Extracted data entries
— Start —

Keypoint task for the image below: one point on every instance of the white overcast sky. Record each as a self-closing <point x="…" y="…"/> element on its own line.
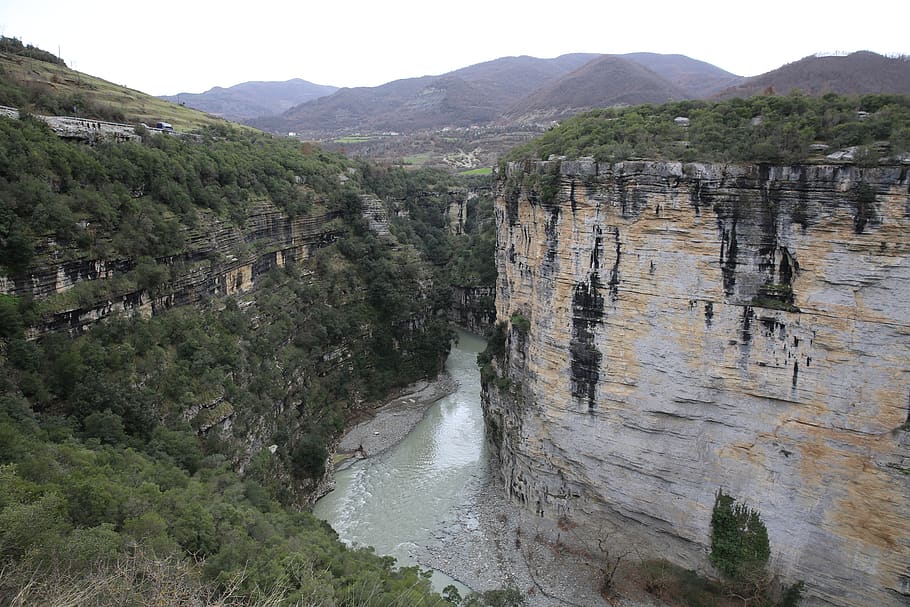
<point x="172" y="46"/>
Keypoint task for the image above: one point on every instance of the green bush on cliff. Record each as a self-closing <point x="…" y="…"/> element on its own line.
<point x="739" y="538"/>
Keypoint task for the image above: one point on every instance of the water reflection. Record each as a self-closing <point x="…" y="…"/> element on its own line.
<point x="395" y="500"/>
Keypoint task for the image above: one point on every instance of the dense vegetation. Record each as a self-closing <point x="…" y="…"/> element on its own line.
<point x="136" y="199"/>
<point x="120" y="448"/>
<point x="766" y="128"/>
<point x="425" y="196"/>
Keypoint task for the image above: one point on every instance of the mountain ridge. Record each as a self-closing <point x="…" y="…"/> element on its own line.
<point x="248" y="100"/>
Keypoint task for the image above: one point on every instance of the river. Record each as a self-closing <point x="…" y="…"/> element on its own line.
<point x="397" y="500"/>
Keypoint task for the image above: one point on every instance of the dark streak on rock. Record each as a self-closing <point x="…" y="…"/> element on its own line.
<point x="587" y="313"/>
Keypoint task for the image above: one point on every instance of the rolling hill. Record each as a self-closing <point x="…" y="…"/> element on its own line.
<point x="858" y="73"/>
<point x="48" y="87"/>
<point x="475" y="94"/>
<point x="250" y="100"/>
<point x="698" y="79"/>
<point x="605" y="81"/>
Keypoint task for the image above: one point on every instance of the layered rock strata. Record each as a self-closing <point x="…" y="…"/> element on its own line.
<point x="676" y="329"/>
<point x="218" y="259"/>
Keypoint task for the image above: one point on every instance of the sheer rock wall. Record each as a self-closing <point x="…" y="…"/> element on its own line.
<point x="675" y="329"/>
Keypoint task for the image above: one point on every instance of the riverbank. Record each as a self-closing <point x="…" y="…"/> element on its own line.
<point x="392" y="421"/>
<point x="490" y="542"/>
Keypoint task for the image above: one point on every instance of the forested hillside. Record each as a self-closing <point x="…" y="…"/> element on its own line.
<point x="155" y="457"/>
<point x="767" y="128"/>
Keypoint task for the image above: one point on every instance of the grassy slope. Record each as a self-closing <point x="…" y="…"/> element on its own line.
<point x="58" y="81"/>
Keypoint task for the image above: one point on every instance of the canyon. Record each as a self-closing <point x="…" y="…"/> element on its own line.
<point x="672" y="330"/>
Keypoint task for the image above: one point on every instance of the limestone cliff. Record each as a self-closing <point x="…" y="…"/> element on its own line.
<point x="220" y="259"/>
<point x="679" y="328"/>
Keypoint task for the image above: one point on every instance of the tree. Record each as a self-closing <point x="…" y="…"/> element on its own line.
<point x="739" y="538"/>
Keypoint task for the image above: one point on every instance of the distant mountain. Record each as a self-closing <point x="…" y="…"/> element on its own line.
<point x="472" y="95"/>
<point x="857" y="73"/>
<point x="605" y="81"/>
<point x="698" y="78"/>
<point x="249" y="100"/>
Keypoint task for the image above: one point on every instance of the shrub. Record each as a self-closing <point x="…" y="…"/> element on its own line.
<point x="739" y="538"/>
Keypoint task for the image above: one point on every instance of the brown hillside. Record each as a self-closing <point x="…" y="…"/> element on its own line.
<point x="606" y="81"/>
<point x="858" y="73"/>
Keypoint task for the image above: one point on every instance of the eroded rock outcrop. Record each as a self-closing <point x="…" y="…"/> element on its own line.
<point x="219" y="259"/>
<point x="680" y="328"/>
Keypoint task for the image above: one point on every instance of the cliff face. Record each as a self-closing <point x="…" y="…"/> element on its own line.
<point x="220" y="259"/>
<point x="677" y="328"/>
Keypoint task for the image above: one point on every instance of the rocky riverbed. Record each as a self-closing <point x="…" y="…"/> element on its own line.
<point x="485" y="541"/>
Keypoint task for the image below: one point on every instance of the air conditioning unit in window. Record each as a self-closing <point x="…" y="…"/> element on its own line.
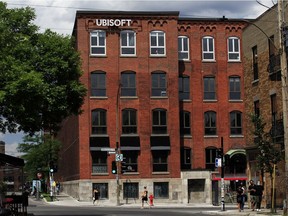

— End —

WHAT NEEDS TO BE DONE: Please rewrite the whole listing above, switching every "Keypoint task" to "Point-marking task" and keeping everything else the same. Omit the pictures from your answer.

WRITTEN SOLUTION:
Point-marking task for the image below: one point on every instance of the white overcast sky. Record each as a self-closing <point x="…" y="…"/> element on its own line.
<point x="172" y="46"/>
Point-marking task for the image above: one point on every instance of the green bush on cliff. Record each as a self-closing <point x="…" y="…"/> element on its own line.
<point x="739" y="538"/>
Point-marking task for the image above: one point on every instance of the water reflection. Record each as a self-closing <point x="…" y="…"/> element on its own line.
<point x="395" y="500"/>
Point-marking task for the image above: one point on every instance of the dense vegetation. Record each as a self-closing <point x="…" y="…"/> element on its own line.
<point x="136" y="199"/>
<point x="120" y="448"/>
<point x="766" y="128"/>
<point x="425" y="196"/>
Point-marking task for the image above: one point on every instance of the mountain ridge. Record each as a self-closing <point x="…" y="…"/> element on its own line.
<point x="248" y="100"/>
Point-marking task for the image above: one point on every instance of the river. Record each as a self-closing <point x="…" y="…"/> element on its own line.
<point x="397" y="500"/>
Point-marking task for the image above: one point on every instance of the dark streak on rock. Record each as a self-closing <point x="…" y="…"/> element on its own line.
<point x="587" y="313"/>
Point-marking task for the image above: one point on every instance of the rolling hill. Record each as a self-closing <point x="…" y="…"/> element on its own line.
<point x="858" y="73"/>
<point x="48" y="87"/>
<point x="475" y="94"/>
<point x="250" y="100"/>
<point x="698" y="79"/>
<point x="605" y="81"/>
Point-marking task for the image above: one point on every instance of the layered rock strata. Record each as a self-closing <point x="…" y="…"/> element on its own line.
<point x="676" y="329"/>
<point x="218" y="259"/>
Point-marking task for the image above: one point on every instance of the sheer rock wall. Record each as a self-closing <point x="…" y="…"/> element on its own line.
<point x="675" y="329"/>
Point-marking task for the image above: one point on every instance of the riverbank. Record each as a self-closing <point x="…" y="…"/> element on its own line.
<point x="392" y="421"/>
<point x="490" y="542"/>
Point-marking task for the image above: one point on every instance of the forested hillside. Record each as a self-closing <point x="…" y="…"/> element on its own line.
<point x="155" y="457"/>
<point x="767" y="128"/>
Point-marking task for the image above: one point on every instance of the grassy slope. Record each as a self-closing <point x="…" y="…"/> element on its own line.
<point x="58" y="81"/>
Point-marking task for the image above: one point on every instance of the canyon. Record each as a self-closing <point x="…" y="…"/> element on its own line.
<point x="672" y="330"/>
Point-marking task for the image above: one point on every instance of the limestone cliff. Record each as a self-closing <point x="…" y="…"/> element on its own line.
<point x="220" y="259"/>
<point x="679" y="328"/>
Point-marking task for the image above: one point on every instance of the tree. Record each as a self-closing <point x="…" y="…"/> element on its own line.
<point x="739" y="538"/>
Point-marking task for the image above: one point on every instance of the distant mountain. Record each as a self-closing <point x="…" y="…"/> element on its own line.
<point x="472" y="95"/>
<point x="857" y="73"/>
<point x="605" y="81"/>
<point x="698" y="78"/>
<point x="249" y="100"/>
Point-marking task for the image above: one point on every instance of the shrub. Record each as a self-closing <point x="…" y="…"/> element on its own line.
<point x="739" y="538"/>
Point-marking task for the image above: one point on every instance of the brown hillside. Record each as a self-closing <point x="…" y="…"/> element on its own line.
<point x="606" y="81"/>
<point x="858" y="73"/>
Point-marking task for the image above: one point on every instance of the eroded rock outcrop. Record each as a self-closing <point x="…" y="…"/> element on its own line.
<point x="219" y="259"/>
<point x="680" y="328"/>
Point-marking task for the image above: one point on every instance of the cliff face. Record each as a self-closing <point x="…" y="…"/> element on its own line.
<point x="220" y="259"/>
<point x="677" y="328"/>
Point-marking task for the image above: one point on every instance of the rocky riverbed. Record each as a self-closing <point x="…" y="…"/> element on its own line.
<point x="485" y="541"/>
Point-marking task for the image below: one point on every instance of the air conditioning unit in window. Record each as a self-closing <point x="…" y="…"/> element on its own line.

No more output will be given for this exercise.